**AIM OF THE TASK:**
Lines before the one containing "task: outline the white drawstring on shorts" are excluded; retype that line and all remaining lines of the material exactly.

**RECORDED INFORMATION:**
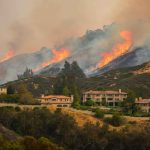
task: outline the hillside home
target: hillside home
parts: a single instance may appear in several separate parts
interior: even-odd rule
[[[0,95],[1,94],[7,94],[7,88],[6,87],[0,87]]]
[[[135,104],[139,106],[143,112],[150,112],[150,99],[139,97],[135,99]]]
[[[52,105],[55,107],[71,107],[73,96],[49,95],[40,98],[41,105]]]
[[[127,98],[127,93],[118,91],[87,91],[83,93],[83,102],[93,100],[99,105],[118,106],[120,102]]]

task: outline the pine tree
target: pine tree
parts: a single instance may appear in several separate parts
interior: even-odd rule
[[[65,87],[63,88],[63,95],[69,96],[69,94],[70,94],[69,89],[68,89],[67,86],[65,86]]]

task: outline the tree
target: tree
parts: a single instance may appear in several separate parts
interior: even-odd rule
[[[18,79],[30,78],[33,76],[32,69],[26,68],[25,72],[21,75],[18,75]]]
[[[86,77],[84,72],[79,67],[79,65],[76,61],[73,61],[73,63],[71,64],[71,71],[78,78],[85,78]]]
[[[7,87],[7,94],[14,94],[15,93],[15,89],[12,85],[9,85]]]
[[[69,94],[70,94],[69,89],[68,89],[67,86],[65,86],[65,87],[63,88],[63,95],[69,96]]]

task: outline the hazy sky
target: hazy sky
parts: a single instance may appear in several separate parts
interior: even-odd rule
[[[150,16],[150,0],[0,0],[0,55],[53,47],[86,30]]]

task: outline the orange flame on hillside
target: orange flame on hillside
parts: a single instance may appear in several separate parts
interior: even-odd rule
[[[124,39],[123,43],[115,45],[111,52],[105,52],[102,54],[102,60],[97,64],[96,68],[101,68],[111,62],[113,59],[121,56],[127,52],[132,46],[132,33],[129,31],[120,32],[120,36]]]
[[[52,50],[53,53],[53,58],[49,61],[46,61],[44,63],[42,63],[39,67],[37,67],[36,69],[33,69],[33,72],[39,71],[40,69],[50,65],[50,64],[54,64],[57,62],[62,61],[63,59],[67,58],[70,56],[70,51],[68,49],[65,48],[61,48],[59,51],[57,50]]]
[[[14,51],[13,50],[9,50],[4,56],[3,58],[0,60],[0,63],[1,62],[4,62],[10,58],[12,58],[14,56]]]

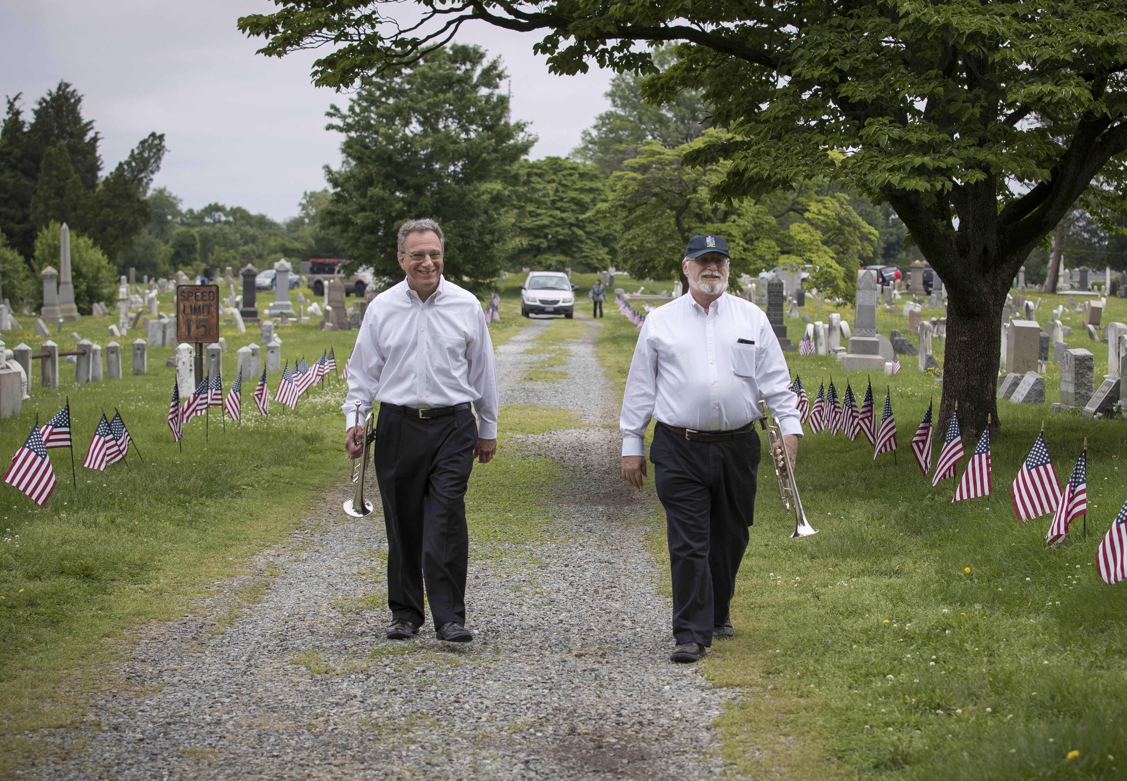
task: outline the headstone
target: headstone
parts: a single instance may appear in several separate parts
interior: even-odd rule
[[[71,281],[70,267],[70,228],[64,222],[59,229],[59,317],[73,322],[80,320],[78,307],[74,305],[74,283]]]
[[[1085,418],[1097,415],[1107,415],[1119,401],[1119,378],[1108,378],[1100,383],[1100,387],[1092,393],[1092,398],[1084,405],[1081,412]]]
[[[1036,320],[1014,320],[1005,340],[1005,372],[1024,374],[1037,371],[1041,327]]]
[[[239,275],[242,277],[242,305],[239,308],[239,313],[245,321],[257,322],[258,307],[255,305],[255,296],[258,291],[255,289],[255,277],[258,276],[258,269],[248,263]]]
[[[144,339],[133,340],[133,373],[147,374],[149,372],[149,353]]]
[[[1021,382],[1010,397],[1010,401],[1015,405],[1042,405],[1045,403],[1045,378],[1037,372],[1026,372]]]
[[[122,379],[122,346],[116,341],[106,345],[106,376],[110,380]]]
[[[1086,349],[1070,349],[1061,357],[1061,403],[1084,407],[1095,391],[1095,356]]]
[[[779,338],[779,346],[783,349],[793,349],[790,339],[787,338],[787,326],[782,321],[782,302],[786,289],[786,284],[778,275],[767,282],[767,322],[771,323],[771,330]]]
[[[176,385],[180,398],[187,399],[196,390],[196,350],[192,345],[181,343],[172,350],[172,357],[176,360]]]

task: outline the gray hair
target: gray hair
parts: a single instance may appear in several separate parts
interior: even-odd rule
[[[446,239],[442,234],[442,229],[438,228],[438,223],[434,220],[423,219],[423,220],[408,220],[399,227],[399,239],[396,242],[397,249],[402,252],[407,248],[407,237],[411,233],[426,233],[427,231],[434,231],[434,234],[438,237],[438,245],[442,247],[443,251],[446,249]]]

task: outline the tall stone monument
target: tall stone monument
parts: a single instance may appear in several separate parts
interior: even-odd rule
[[[853,336],[849,340],[849,352],[842,357],[842,369],[877,372],[885,370],[885,358],[880,355],[880,339],[877,338],[877,275],[872,272],[862,272],[858,275]]]
[[[59,317],[63,320],[80,320],[82,316],[74,305],[74,284],[70,274],[70,228],[64,222],[59,230]]]

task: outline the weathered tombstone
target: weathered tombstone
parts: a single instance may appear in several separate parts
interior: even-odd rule
[[[74,362],[74,382],[79,384],[90,381],[90,358],[94,357],[91,347],[89,339],[82,339],[76,348],[78,355]]]
[[[255,289],[255,277],[258,276],[258,269],[248,263],[239,274],[242,276],[242,307],[239,309],[239,313],[242,314],[243,320],[257,322],[258,307],[255,305],[255,296],[258,291]]]
[[[176,360],[176,385],[180,398],[187,399],[196,390],[196,350],[192,345],[181,343],[176,346],[172,357]]]
[[[110,380],[122,379],[122,346],[116,341],[106,345],[106,376]]]
[[[144,339],[133,340],[133,373],[134,374],[148,374],[149,373],[149,346],[145,344]]]
[[[782,302],[786,289],[786,284],[778,275],[767,282],[767,322],[771,323],[771,330],[779,338],[779,346],[783,349],[793,349],[790,339],[787,338],[787,326],[782,321]]]
[[[1026,372],[1021,382],[1010,397],[1010,401],[1015,405],[1041,405],[1045,403],[1045,378],[1037,372]]]
[[[1005,337],[1006,374],[1037,371],[1041,327],[1036,320],[1014,320]]]

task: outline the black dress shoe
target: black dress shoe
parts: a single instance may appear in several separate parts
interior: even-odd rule
[[[671,662],[690,663],[700,662],[708,651],[699,642],[682,642],[669,654]]]
[[[445,640],[446,642],[469,642],[473,639],[473,636],[467,631],[465,627],[456,621],[442,624],[434,633],[440,640]]]
[[[419,628],[406,619],[393,619],[391,623],[388,624],[389,640],[406,640],[412,634],[418,633]]]

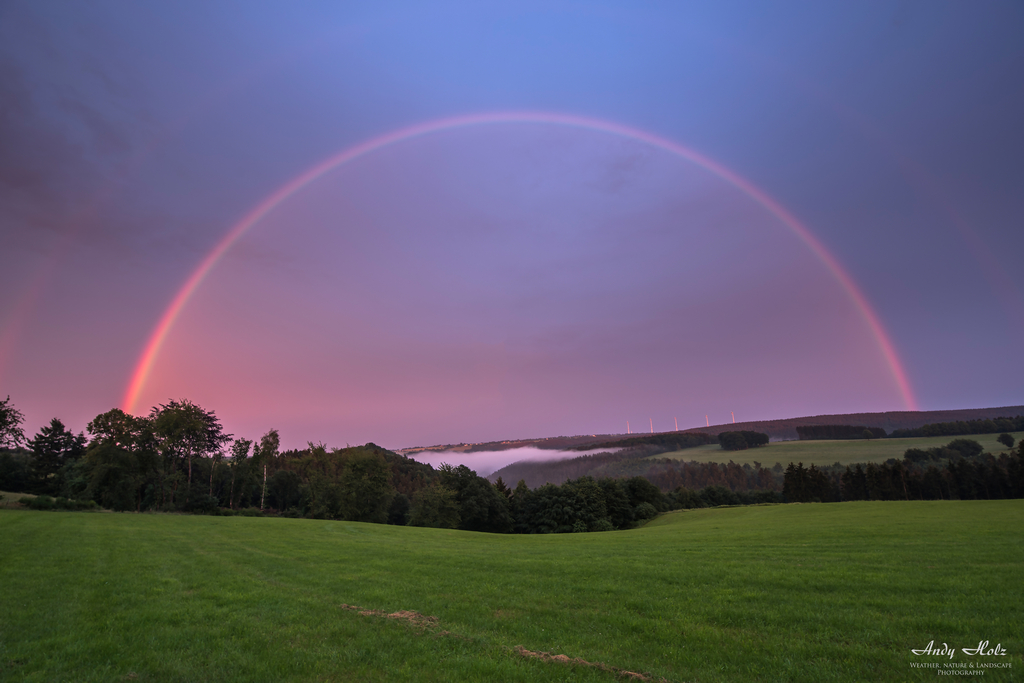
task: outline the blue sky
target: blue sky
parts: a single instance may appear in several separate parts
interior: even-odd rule
[[[1019,3],[7,2],[0,75],[0,393],[32,432],[120,404],[175,293],[275,188],[500,111],[714,160],[845,268],[921,408],[1024,402]],[[906,408],[842,287],[763,208],[556,126],[325,177],[232,247],[164,354],[145,401],[293,444]]]

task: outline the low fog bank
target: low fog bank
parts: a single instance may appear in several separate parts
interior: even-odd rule
[[[465,465],[469,469],[474,470],[479,476],[485,477],[506,465],[524,460],[534,462],[567,460],[569,458],[579,458],[580,456],[592,456],[595,453],[614,453],[620,450],[551,451],[549,449],[524,446],[522,449],[509,449],[508,451],[477,451],[475,453],[463,453],[461,451],[421,451],[420,453],[412,453],[409,457],[419,463],[426,463],[434,469],[437,469],[441,463],[454,466]]]

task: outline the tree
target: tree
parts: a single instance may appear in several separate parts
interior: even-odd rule
[[[459,528],[459,501],[451,488],[432,484],[413,496],[411,526]]]
[[[980,456],[985,450],[985,446],[973,438],[954,438],[946,444],[946,447],[958,452],[965,458]]]
[[[270,461],[278,459],[278,451],[281,447],[281,436],[276,429],[271,429],[260,437],[259,445],[253,451],[253,459],[263,466],[263,492],[259,496],[259,509],[263,509],[266,502],[266,468]]]
[[[253,442],[247,438],[239,438],[231,444],[231,490],[227,495],[227,504],[234,509],[234,488],[238,484],[239,498],[242,497],[242,484],[244,477],[249,473],[249,449]]]
[[[25,442],[22,423],[25,416],[10,402],[10,395],[0,400],[0,449],[16,449]]]
[[[185,506],[191,496],[193,459],[213,457],[231,440],[213,411],[205,411],[190,400],[172,400],[150,413],[160,450],[172,469],[178,461],[187,467]],[[173,502],[173,496],[172,496]]]
[[[382,455],[364,451],[348,458],[341,480],[345,519],[383,524],[393,496],[391,470]]]
[[[57,418],[39,430],[29,447],[35,457],[37,476],[43,480],[44,488],[56,493],[55,482],[48,481],[67,463],[78,460],[85,453],[85,435],[68,430]]]

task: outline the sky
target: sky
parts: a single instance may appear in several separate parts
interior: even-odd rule
[[[0,397],[392,449],[1021,404],[1022,83],[1010,1],[5,0]]]

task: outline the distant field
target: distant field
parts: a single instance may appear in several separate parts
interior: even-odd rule
[[[0,679],[933,680],[910,664],[950,659],[911,648],[989,640],[1010,654],[952,661],[1019,680],[1022,529],[1024,501],[719,508],[534,537],[0,510]]]
[[[17,504],[23,498],[35,498],[32,494],[12,494],[7,490],[0,490],[0,509],[2,508],[20,508],[22,506]]]
[[[1016,440],[1024,432],[1012,434]],[[981,443],[985,451],[999,454],[1006,446],[996,441],[998,434],[973,434],[969,436],[930,436],[927,438],[882,438],[854,439],[850,441],[773,441],[760,449],[746,451],[723,451],[718,444],[700,445],[685,451],[674,451],[652,458],[695,460],[698,463],[727,463],[730,460],[739,465],[753,465],[755,461],[763,467],[781,463],[785,467],[791,462],[804,465],[833,465],[841,463],[884,463],[890,458],[900,460],[907,449],[931,449],[945,445],[954,438],[970,438]]]

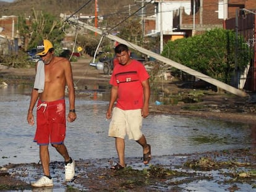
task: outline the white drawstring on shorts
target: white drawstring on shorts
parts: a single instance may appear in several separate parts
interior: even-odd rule
[[[47,103],[41,103],[41,104],[40,104],[38,106],[37,106],[36,109],[39,110],[39,109],[40,109],[41,107],[45,107],[45,109],[43,109],[43,112],[45,112],[45,109],[46,109]]]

**TASK SOLUTION:**
task: outline the white drawstring on shorts
target: white drawstring on shorts
parts: a single instance may appear in several separate parts
interior: even-odd rule
[[[47,103],[41,103],[41,104],[40,104],[38,106],[37,106],[36,109],[39,110],[39,109],[40,109],[41,107],[45,107],[45,109],[43,109],[43,112],[45,112],[45,109],[46,109]]]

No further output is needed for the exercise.